[Source records]
^^^^^^^^

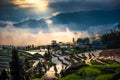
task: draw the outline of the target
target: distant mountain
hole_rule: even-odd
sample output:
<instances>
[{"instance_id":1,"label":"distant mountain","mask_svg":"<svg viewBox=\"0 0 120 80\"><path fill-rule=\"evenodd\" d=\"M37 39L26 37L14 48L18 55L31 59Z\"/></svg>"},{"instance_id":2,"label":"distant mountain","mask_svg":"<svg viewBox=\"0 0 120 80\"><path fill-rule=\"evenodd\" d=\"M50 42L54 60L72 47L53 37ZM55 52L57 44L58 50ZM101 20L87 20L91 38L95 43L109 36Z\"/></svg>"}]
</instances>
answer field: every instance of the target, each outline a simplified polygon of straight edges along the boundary
<instances>
[{"instance_id":1,"label":"distant mountain","mask_svg":"<svg viewBox=\"0 0 120 80\"><path fill-rule=\"evenodd\" d=\"M44 19L40 20L28 19L19 23L15 23L14 26L30 28L47 28L47 24L45 23Z\"/></svg>"},{"instance_id":2,"label":"distant mountain","mask_svg":"<svg viewBox=\"0 0 120 80\"><path fill-rule=\"evenodd\" d=\"M60 13L49 19L53 21L53 25L67 25L71 30L86 30L90 26L120 23L120 10ZM48 26L45 20L46 19L28 19L14 24L14 26L47 29Z\"/></svg>"}]
</instances>

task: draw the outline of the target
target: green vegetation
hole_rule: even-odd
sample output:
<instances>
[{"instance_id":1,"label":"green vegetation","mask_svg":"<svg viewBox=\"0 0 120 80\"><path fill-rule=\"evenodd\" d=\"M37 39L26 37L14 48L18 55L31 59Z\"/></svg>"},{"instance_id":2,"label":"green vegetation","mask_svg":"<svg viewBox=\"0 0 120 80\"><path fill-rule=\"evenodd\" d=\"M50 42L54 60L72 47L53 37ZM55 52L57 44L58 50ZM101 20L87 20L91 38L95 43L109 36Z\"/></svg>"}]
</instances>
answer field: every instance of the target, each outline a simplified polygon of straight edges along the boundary
<instances>
[{"instance_id":1,"label":"green vegetation","mask_svg":"<svg viewBox=\"0 0 120 80\"><path fill-rule=\"evenodd\" d=\"M75 74L70 74L66 77L61 78L60 80L82 80L80 76Z\"/></svg>"},{"instance_id":2,"label":"green vegetation","mask_svg":"<svg viewBox=\"0 0 120 80\"><path fill-rule=\"evenodd\" d=\"M33 80L44 80L44 79L42 79L42 78L35 78L35 79L33 79Z\"/></svg>"},{"instance_id":3,"label":"green vegetation","mask_svg":"<svg viewBox=\"0 0 120 80\"><path fill-rule=\"evenodd\" d=\"M66 75L60 80L114 80L115 75L120 73L120 64L115 61L108 61L109 65L98 64L92 61L91 66L83 67L76 72Z\"/></svg>"},{"instance_id":4,"label":"green vegetation","mask_svg":"<svg viewBox=\"0 0 120 80\"><path fill-rule=\"evenodd\" d=\"M113 74L100 75L95 80L110 80L113 78Z\"/></svg>"},{"instance_id":5,"label":"green vegetation","mask_svg":"<svg viewBox=\"0 0 120 80\"><path fill-rule=\"evenodd\" d=\"M101 71L92 67L84 67L78 70L78 74L81 76L91 77L101 74Z\"/></svg>"}]
</instances>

^^^^^^^^

* _To be done_
How many lines in the data above contain the string "label"? Reply with the number alone.

* _Solved exercise_
4